Page excerpt:
Re: [PATCH v2 4/4] sha1_file, fsck: add missing blob support

2017-06-15 Thread Junio C Hamano
Jonathan Tan  writes:

> There is indeed no reason why we need to keep multiple ones separate for
> an extended period of time - my thinking was to let fetch/clone be fast
> by not needing to scan through the entire existing manifest (in order to
> create the new one),  letting GC take care of consolidating them ...

Given that fetch/clone already incur network cost and the users
expect to wait for them to finish, I wouldn't have made such a
trade-off.

>> > +int has_missing_blob(const unsigned char *sha1, unsigned long *size)
>> > +{
>> 
>> This function that answers "is it expected to be missing?" is
>> confusingly named.  Is it missing, or does it exist?
>
> Renamed to in_missing_blob_manifest().

Either that, or "is_known_to_be_missing()", would be OK.

Thanks.


Re: [PATCH v2 4/4] sha1_file, fsck: add missing blob support

2017-06-15 Thread Jonathan Tan
A reroll is coming soon, but there is an interesting discussion point
here so I'll reply to this e-mail first.

On Thu, 15 Jun 2017 11:34:45 -0700
Junio C Hamano  wrote:

> Jonathan Tan  writes:
> 
> > +struct missing_blob_manifest {
> > +   struct missing_blob_manifest *next;
> > +   const char *data;
> > +};
> > +struct missing_blob_manifest *missing_blobs;
> > +int missing_blobs_initialized;
> 
> I do not think you meant to make these non-static.  The type of the
> former is not even visible to the outside world, and the latter is
> something that could be made into static to prepare_missing_blobs()
> function (unless and until you start allowing the missing-blobs
> manifest to be re-initialized).  Your ensure_configured() below
> seems to do the "static" right, on the other hand ;-).

Good catch - done.

> Do we expect that we will have only a handful of these missing blob
> manifests?  Each manifest seems to be efficiently looked-up with a
> binary search, but it makes me wonder if it is a good idea to
> consolidate these manifests into a single list of object names to
> eliminate the outer loop in has_missing_blob().  Unlike pack .idx
> files that must stay one-to-one with .pack files, it appears to me
> that there is no reason why we need to keep multiple ones separate
> for extended period of time (e.g. whenever we learn that we receieved
> an incomplete pack from the other side with a list of newly missing
> blobs, we could incorporate that into existing missing blob list).

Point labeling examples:
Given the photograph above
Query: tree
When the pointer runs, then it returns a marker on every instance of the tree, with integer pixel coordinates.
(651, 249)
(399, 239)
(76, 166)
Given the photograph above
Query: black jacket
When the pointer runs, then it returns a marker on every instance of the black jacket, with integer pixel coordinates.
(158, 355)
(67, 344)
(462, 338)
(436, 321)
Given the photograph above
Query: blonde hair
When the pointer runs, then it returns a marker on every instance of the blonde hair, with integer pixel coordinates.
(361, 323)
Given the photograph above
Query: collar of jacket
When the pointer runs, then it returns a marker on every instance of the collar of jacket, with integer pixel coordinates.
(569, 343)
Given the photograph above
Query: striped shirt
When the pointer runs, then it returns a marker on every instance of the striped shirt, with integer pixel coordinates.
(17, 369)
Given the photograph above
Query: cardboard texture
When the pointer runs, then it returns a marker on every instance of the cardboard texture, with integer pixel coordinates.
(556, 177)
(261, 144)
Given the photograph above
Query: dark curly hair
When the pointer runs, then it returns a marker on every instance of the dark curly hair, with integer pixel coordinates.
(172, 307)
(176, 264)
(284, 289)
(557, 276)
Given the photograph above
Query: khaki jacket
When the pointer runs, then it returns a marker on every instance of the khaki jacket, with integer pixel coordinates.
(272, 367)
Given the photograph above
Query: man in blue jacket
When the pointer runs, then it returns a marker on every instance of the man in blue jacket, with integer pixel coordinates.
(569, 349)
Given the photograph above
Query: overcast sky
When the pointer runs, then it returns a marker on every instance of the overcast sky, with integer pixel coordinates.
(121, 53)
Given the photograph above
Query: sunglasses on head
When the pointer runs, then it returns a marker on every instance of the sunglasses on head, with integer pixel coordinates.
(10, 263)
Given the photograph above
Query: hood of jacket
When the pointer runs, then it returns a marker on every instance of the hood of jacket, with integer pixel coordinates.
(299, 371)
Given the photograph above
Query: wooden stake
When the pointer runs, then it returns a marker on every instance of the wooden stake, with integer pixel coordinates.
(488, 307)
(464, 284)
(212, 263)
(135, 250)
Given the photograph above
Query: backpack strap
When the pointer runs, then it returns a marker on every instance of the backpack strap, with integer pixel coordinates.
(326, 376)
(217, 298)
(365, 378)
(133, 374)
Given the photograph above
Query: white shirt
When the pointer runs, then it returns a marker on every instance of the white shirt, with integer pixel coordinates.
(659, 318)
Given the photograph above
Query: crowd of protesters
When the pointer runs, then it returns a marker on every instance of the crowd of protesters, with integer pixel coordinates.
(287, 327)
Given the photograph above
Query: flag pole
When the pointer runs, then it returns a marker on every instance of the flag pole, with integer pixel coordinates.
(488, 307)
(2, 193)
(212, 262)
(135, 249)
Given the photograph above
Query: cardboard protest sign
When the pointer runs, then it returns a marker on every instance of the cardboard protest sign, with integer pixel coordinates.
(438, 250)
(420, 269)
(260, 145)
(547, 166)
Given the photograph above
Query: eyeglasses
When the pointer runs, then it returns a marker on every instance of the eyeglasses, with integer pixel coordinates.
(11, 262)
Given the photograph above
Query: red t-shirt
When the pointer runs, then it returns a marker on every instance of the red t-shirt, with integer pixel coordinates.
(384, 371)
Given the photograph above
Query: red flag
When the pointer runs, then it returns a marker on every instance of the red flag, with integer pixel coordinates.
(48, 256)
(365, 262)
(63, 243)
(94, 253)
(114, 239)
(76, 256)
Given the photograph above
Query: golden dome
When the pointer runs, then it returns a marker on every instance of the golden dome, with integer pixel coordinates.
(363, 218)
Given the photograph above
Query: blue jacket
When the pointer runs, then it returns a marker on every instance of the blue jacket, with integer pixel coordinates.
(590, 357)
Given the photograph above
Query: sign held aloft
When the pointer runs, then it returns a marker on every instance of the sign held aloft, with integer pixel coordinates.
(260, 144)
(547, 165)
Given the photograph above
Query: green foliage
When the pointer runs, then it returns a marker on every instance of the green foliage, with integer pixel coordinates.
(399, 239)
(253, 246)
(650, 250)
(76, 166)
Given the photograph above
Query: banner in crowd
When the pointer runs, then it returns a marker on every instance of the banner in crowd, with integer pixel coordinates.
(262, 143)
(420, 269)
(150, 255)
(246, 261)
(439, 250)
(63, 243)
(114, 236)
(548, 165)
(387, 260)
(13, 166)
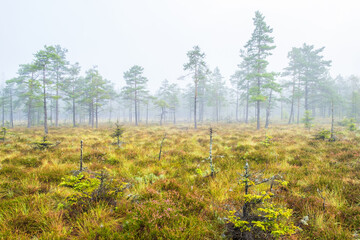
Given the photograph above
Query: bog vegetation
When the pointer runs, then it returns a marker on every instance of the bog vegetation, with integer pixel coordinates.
(211, 160)
(283, 183)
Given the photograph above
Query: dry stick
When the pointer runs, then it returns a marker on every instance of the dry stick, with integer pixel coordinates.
(81, 146)
(210, 156)
(162, 141)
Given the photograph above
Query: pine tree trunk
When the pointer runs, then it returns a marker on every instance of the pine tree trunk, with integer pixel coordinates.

Tasks for this exercise:
**1)** Duplicate the part of the patch discussion above starting with "Given that fetch/clone" and going on through "does it exist?".
**2)** Answer these from the patch discussion above:
(a) What new name did Jonathan Tan give to has_missing_blob()?
(b) How is each missing blob manifest looked up?
(c) On what date were both messages in the thread sent?

Answers for the tasks:
**1)**
Given that fetch/clone already incur network cost and the users
expect to wait for them to finish, I wouldn't have made such a
trade-off.

>> > +int has_missing_blob(const unsigned char *sha1, unsigned long *size)
>> > +{
>> 
>> This function that answers "is it expected to be missing?" is
>> confusingly named.  Is it missing, or does it exist?

**2)**
(a) in_missing_blob_manifest()
(b) With a binary search.
(c) 2017-06-15